§ **To do**
1. In the carotenoid study text, rewrite the paragraph beginning "The findings indicate" more briefly, keeping its main facts.
2. From the carotenoid study text, set down word for word the part that opens with the words "Before each study" and closes with "each treatment period.".
3. Resume the carotenoid study text from the point where it stops.
*** Source document Section Begins ***
A total of 30 people (23 men and 7 women) completed the lutein arm of the study. They were assigned to two 3-month treatment periods in a random order.

  • Lutein: Every day the participants took two capsules containing 10 grams of lutein stabilized by 10% carnosic acid.
  • Placebo: Capsules containing soy bean oil were taken instead of lutein.

Before each study period, there was a 2-week washout period to reduce any possible carry-over effects from the previous period or the participants’ regular diets.

To investigate the carotenoids’ effects on the skin’s ability to protect itself against harmful light, the following procedure was conducted at the start and end of each treatment period.

  1. The researchers started by irradiating a patch of each participant’s skin with two types of ultraviolet light — ultraviolet B (UVB/A-) and ultraviolet A (UVA1) — using a solar simulator.
  2. 24 hours later, they took a skin biopsy from the irradiated area. For comparison, they also took a biopsy from a skin area that was not exposed to ultraviolet light.
  3. Finally, they analyzed the skin samples for the expression of genes that are associated with oxidative stress and sunburns.
  4. These genes were heme oxygenase-1 (HO-1), intercellular adhesion molecule-1 (ICAM-1) and matrix metalloproteinase-1 (MMP-1).

In addition, the researchers measured the carotenoid levels in the participants’ blood.

Bottom Line: This was a randomized controlled trial examining the effects of supplements containing a lycopene-rich tomato paste or lutein on the expression of genes associated with sunburns.

Finding: Lycopene and Lutein May Protect Against Sun-Induced Skin Damage

Supplementing with lycopene or lutein significantly increased blood levels of these carotenoids.

Additionally, exposure to ultraviolet light increased the activity of genes linked to oxidative stress and sunburns (HO-1, ICAM-1 and MMP-1).

However, the researchers discovered that taking lycopene or lutein supplements reduced the activity of these genes, compared to placebo.

The findings indicate that these carotenoids may protect the skin against damage and premature aging caused by sun exposure. The protective effect was similar after both types of ultraviolet light (UVB/A-and UVA1).

It also didn’t matter if the lycopene was given in the first or second phase of each study arm.

However, the protective effect of lutein was significantly weaker, compared to lycopene, if it was given in the second phase. That is, after a placebo period.
*** Source document Section Ends ***
*** Dataset extract Section Begins ***
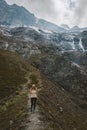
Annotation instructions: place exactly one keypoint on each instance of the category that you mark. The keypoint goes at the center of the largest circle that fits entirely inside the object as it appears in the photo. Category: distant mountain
(65, 26)
(14, 15)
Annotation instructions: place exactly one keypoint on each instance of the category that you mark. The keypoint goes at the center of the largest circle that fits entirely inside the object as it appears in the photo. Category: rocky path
(34, 119)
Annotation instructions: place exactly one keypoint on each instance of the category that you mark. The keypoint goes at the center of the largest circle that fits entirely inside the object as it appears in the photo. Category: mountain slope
(12, 73)
(15, 15)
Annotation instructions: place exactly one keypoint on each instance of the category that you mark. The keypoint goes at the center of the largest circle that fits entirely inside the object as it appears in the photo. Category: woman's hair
(33, 86)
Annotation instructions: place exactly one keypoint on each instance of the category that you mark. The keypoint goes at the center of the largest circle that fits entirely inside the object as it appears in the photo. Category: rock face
(13, 96)
(71, 76)
(15, 15)
(59, 108)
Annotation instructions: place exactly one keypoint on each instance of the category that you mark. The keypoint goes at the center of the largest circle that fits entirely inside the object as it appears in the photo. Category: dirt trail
(34, 119)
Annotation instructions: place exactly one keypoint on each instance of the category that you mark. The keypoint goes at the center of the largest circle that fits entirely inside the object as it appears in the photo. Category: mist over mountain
(53, 57)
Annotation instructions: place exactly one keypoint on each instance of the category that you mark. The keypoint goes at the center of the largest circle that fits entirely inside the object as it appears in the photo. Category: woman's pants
(33, 104)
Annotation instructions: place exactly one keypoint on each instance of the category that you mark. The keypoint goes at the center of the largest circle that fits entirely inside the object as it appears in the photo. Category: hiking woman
(33, 96)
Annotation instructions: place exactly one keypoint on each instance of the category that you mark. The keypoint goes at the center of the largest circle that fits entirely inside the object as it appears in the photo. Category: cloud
(71, 12)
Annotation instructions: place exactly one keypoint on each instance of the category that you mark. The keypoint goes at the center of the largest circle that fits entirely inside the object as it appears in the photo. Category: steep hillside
(12, 73)
(15, 15)
(71, 76)
(13, 96)
(58, 108)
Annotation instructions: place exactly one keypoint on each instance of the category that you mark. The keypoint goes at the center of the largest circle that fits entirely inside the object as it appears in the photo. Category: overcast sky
(70, 12)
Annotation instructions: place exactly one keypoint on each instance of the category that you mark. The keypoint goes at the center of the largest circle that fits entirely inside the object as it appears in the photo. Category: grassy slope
(52, 98)
(12, 72)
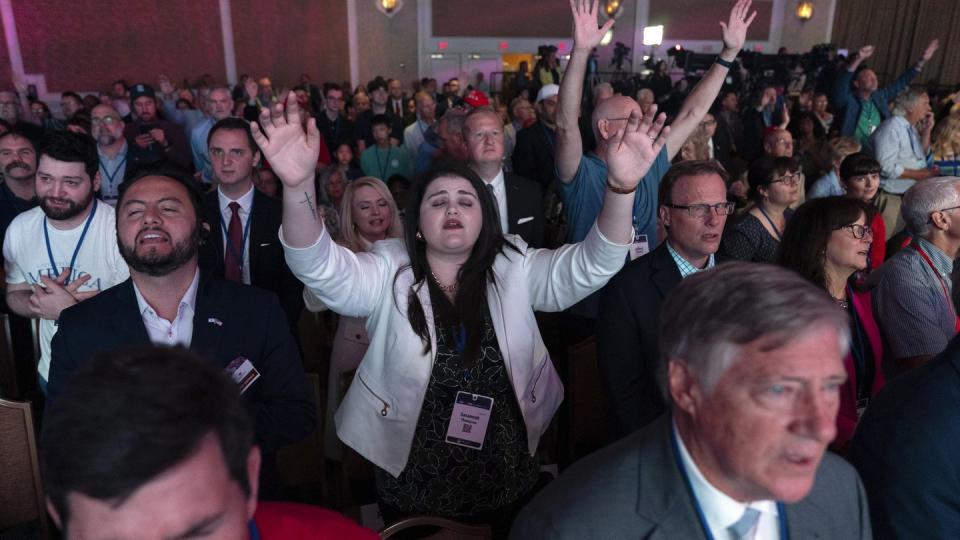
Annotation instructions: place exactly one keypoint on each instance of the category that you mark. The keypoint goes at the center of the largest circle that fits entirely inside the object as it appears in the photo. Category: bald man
(584, 177)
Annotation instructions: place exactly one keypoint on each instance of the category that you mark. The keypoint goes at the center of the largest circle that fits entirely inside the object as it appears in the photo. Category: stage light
(653, 35)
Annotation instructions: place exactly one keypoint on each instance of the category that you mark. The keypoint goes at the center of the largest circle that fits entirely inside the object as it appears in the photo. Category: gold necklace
(441, 286)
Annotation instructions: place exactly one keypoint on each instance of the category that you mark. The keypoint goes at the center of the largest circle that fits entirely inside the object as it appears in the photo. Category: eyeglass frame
(692, 208)
(796, 177)
(864, 230)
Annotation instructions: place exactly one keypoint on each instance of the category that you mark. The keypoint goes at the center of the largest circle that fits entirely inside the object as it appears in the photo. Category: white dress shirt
(897, 146)
(720, 510)
(246, 203)
(178, 331)
(500, 193)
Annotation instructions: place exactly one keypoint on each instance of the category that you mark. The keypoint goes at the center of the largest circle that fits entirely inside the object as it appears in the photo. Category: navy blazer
(268, 269)
(633, 489)
(524, 203)
(627, 349)
(230, 320)
(906, 448)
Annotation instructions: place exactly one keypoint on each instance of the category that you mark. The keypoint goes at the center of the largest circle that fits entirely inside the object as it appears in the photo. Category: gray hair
(907, 99)
(711, 315)
(927, 197)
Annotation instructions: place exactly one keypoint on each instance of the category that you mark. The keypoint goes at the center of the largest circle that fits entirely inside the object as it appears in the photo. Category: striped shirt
(909, 303)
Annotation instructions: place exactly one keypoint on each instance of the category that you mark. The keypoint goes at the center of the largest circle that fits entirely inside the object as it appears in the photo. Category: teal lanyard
(76, 251)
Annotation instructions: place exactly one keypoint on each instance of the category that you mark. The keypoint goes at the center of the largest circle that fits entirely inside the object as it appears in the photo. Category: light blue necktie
(741, 529)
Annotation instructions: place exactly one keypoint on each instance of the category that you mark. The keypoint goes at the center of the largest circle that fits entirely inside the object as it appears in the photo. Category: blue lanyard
(109, 176)
(781, 509)
(383, 167)
(243, 240)
(73, 260)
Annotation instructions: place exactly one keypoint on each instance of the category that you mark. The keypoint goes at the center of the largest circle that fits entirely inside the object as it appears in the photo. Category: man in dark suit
(754, 358)
(519, 200)
(534, 156)
(167, 302)
(245, 248)
(906, 449)
(693, 210)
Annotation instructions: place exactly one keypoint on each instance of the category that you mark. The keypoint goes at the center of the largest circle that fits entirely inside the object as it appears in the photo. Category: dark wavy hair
(804, 244)
(467, 308)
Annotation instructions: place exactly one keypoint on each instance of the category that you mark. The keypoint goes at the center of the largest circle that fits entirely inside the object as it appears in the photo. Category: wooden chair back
(21, 489)
(449, 529)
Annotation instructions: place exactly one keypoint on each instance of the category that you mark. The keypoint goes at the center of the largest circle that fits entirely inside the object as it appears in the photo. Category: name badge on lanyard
(640, 246)
(468, 423)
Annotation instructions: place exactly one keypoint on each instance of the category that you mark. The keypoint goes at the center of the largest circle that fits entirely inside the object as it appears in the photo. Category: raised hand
(735, 30)
(931, 48)
(634, 148)
(166, 87)
(291, 152)
(586, 33)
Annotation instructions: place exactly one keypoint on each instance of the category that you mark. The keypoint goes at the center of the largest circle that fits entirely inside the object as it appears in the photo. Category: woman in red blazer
(828, 241)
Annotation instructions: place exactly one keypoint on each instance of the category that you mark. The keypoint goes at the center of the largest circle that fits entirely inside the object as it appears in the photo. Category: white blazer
(379, 414)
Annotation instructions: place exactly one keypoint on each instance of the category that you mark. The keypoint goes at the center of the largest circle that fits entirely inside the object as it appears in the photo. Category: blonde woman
(946, 145)
(367, 214)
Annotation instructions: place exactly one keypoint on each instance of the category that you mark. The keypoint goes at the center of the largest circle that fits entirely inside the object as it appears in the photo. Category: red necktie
(233, 261)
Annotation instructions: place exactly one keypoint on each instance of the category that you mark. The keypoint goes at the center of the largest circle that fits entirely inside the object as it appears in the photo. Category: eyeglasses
(789, 179)
(942, 210)
(859, 231)
(106, 120)
(701, 211)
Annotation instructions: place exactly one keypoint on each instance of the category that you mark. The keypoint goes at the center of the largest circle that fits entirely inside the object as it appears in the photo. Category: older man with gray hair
(912, 299)
(901, 144)
(752, 361)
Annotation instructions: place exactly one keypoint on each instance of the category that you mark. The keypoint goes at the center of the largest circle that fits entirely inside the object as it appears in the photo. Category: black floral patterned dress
(453, 481)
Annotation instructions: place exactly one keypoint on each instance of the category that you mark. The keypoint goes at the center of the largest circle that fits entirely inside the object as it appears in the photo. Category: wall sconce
(389, 7)
(612, 8)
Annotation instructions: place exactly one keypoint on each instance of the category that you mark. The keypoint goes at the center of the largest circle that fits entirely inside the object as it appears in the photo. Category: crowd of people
(765, 263)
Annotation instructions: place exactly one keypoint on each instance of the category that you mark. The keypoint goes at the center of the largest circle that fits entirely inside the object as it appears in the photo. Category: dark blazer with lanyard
(637, 490)
(524, 209)
(268, 270)
(535, 154)
(627, 327)
(230, 321)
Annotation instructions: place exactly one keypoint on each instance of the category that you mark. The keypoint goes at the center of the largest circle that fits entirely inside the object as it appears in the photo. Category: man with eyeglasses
(913, 294)
(693, 209)
(519, 200)
(106, 127)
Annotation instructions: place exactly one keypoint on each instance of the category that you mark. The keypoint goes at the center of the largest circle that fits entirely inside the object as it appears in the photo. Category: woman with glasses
(774, 187)
(828, 242)
(860, 178)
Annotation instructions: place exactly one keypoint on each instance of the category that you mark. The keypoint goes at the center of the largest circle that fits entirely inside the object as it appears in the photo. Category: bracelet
(724, 63)
(620, 191)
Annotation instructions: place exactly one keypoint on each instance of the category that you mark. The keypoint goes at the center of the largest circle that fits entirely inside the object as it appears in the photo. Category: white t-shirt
(25, 259)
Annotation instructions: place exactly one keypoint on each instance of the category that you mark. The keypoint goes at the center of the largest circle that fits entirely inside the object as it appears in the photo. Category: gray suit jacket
(633, 489)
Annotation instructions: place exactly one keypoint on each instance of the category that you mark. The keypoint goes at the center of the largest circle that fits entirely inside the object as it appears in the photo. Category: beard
(73, 208)
(153, 264)
(106, 139)
(19, 167)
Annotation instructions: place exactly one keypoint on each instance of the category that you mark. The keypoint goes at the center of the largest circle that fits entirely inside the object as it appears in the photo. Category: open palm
(633, 149)
(586, 33)
(735, 30)
(291, 152)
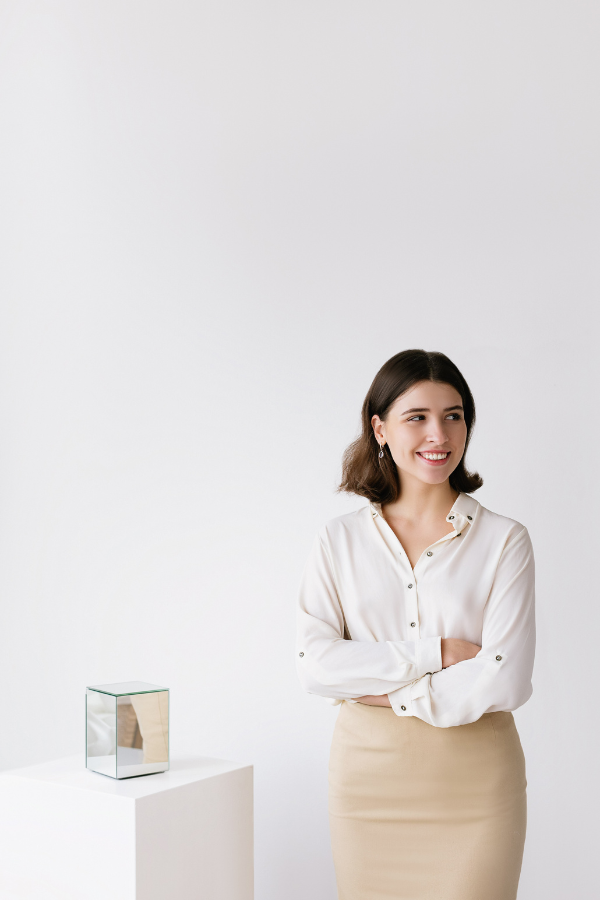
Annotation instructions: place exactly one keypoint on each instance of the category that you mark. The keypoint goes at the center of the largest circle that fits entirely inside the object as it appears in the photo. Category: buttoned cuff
(429, 655)
(402, 699)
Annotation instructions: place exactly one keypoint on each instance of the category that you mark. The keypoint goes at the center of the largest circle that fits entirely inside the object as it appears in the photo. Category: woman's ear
(378, 429)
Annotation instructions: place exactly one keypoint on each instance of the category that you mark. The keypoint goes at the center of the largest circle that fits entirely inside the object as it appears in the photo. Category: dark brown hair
(377, 479)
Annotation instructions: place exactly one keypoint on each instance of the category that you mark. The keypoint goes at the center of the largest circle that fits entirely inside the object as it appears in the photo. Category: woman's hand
(454, 650)
(374, 700)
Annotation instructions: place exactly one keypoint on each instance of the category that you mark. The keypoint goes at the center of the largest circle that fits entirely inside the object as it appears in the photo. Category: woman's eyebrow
(424, 409)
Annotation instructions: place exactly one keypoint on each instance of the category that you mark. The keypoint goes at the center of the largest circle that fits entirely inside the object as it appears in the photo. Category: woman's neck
(422, 502)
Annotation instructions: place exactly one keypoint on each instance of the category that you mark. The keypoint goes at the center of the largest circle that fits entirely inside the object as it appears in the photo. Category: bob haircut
(363, 473)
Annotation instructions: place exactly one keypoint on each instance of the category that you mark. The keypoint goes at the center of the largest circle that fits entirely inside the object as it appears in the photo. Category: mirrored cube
(127, 729)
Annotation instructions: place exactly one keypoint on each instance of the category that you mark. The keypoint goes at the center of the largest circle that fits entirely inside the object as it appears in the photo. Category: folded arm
(499, 676)
(332, 667)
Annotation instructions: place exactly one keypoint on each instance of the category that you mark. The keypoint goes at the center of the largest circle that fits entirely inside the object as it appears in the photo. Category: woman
(416, 614)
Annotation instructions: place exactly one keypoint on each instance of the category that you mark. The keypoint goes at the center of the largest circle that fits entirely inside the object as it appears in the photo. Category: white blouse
(368, 623)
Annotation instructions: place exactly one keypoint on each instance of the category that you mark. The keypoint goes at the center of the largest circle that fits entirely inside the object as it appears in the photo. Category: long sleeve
(499, 677)
(340, 669)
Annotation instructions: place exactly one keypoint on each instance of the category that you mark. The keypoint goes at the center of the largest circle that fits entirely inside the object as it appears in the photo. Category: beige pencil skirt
(418, 812)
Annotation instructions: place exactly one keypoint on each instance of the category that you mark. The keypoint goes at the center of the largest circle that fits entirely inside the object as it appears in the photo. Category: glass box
(127, 729)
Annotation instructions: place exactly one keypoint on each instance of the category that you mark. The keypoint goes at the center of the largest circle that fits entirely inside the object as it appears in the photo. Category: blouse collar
(464, 511)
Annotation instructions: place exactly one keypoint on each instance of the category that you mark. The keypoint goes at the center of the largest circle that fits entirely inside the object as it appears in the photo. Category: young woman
(416, 614)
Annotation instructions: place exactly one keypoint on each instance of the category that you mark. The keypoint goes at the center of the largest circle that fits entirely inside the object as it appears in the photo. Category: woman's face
(425, 431)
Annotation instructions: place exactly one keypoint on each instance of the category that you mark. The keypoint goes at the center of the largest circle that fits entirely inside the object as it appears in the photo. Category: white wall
*** Dataset extract Section Ends ***
§ **Outputs for the tasks**
1. These carotenoids may shield skin from sun-induced damage and premature aging, with similar protection after both UVB/A- and UVA1 light.

2.
Before each study period, there was a 2-week washout period to reduce any possible carry-over effects from the previous period or the participants’ regular diets.

To investigate the carotenoids’ effects on the skin’s ability to protect itself against harmful light, the following procedure was conducted at the start and end of each treatment period.

3.
On the other hand, there were no differences between lycopene and lutein when they were given in the first phase.

These findings are supported by controlled trials showing that lycopene may reduce sunburns, as well as the harmful effects of sunlight on the molecular level (356).

Why carotenoids work in this way is currently unknown, but some scientists believe it may have something to do with their antioxidant properties.

Bottom Line: The study found that the carotenoids lycopene and lutein may protect the skin against harmful ultraviolet sunlight.

Limitations

This study had an excellent design. However, it had one fault — the short washout periods between treatments.

The purpose of washout periods is to prevent carry-over effects from a previous treatment or the participants’ habitual diets. Their insufficient length is often a weakness of crossover trials.

In the current study, the length of the washout periods appeared to be reasonably long, based on previous studies (78).

However, the protective effects of lutein were significantly weaker when it was given after 16 weeks of a lutein-restricted diet, indicating that the washout periods might not have been long enough.

Summary and Real-Life Application

In short, this study showed that dietary intake of lutein and lycopene may protect the skin against harmful sunlight, possibly slowing skin aging and reducing the risk of skin cancer.

Although the findings are very promising, further studies are needed before any definite health claims can be made.

Nevertheless, eating tomatoes, watermelons, bell peppers, kale or other carotenoid-rich fruits and vegetables is definitely a good idea if you spend a lot of time in the sun.